» **Your task**: Each record in the material below must be written out again exactly.

» **Recorded information**:
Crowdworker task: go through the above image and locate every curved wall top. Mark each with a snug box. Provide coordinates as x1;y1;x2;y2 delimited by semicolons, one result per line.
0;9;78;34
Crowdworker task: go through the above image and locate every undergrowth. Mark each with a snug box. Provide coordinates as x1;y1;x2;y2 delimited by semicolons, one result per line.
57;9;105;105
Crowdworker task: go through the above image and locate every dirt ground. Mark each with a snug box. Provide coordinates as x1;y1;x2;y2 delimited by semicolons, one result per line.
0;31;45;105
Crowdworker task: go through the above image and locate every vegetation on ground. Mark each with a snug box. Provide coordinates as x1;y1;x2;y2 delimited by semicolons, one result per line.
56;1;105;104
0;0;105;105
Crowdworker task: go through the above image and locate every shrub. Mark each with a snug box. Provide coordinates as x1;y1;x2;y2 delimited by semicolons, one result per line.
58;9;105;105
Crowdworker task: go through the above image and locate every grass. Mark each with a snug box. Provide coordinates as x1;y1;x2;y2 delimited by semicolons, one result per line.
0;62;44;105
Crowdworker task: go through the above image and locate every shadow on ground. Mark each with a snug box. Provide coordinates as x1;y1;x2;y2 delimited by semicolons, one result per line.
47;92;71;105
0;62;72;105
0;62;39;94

» **Your solution**:
Crowdworker task: go through the above image and locate every curved wall top. Mark each with a snug box. Provide coordinates as x1;y1;x2;y2 delimited by semicolons, one result per line.
0;9;78;34
Crowdworker task: go through the above image and locate every undergrowth. Mark each with a snug box. Provide coordinates as x1;y1;x2;y2 delimited by semicolons, one result per line.
57;9;105;105
Crowdworker task: go through the above image and locate every dirt ground. Mark each with a snug box. Provide coordinates as x1;y1;x2;y2 delimited by semicolons, one result per line.
0;31;45;105
Crowdworker task: go through the above image and locate every vegetation on ground. Mark each with a snug box. Provide coordinates as x1;y1;x2;y2 delimited by semicolons, one result per line.
56;1;105;104
0;0;105;105
Crowdworker task: go through the above image and locate every shrub. Mark each with a snug box. Provide coordinates as x1;y1;x2;y2 delimited by semicolons, one result per line.
58;9;105;105
Crowdworker task: go through the above image and locate every grass. Mark each with a snug box. Provide coordinates as x1;y1;x2;y2 delimited by semicolons, one result per line.
0;62;44;105
Crowdworker task: go through the above image and locate every shadow on ground. Mark each with a snug box. Provide coordinates as x1;y1;x2;y2 delimited by semicolons, one result per line.
47;92;71;105
0;62;72;105
0;62;39;94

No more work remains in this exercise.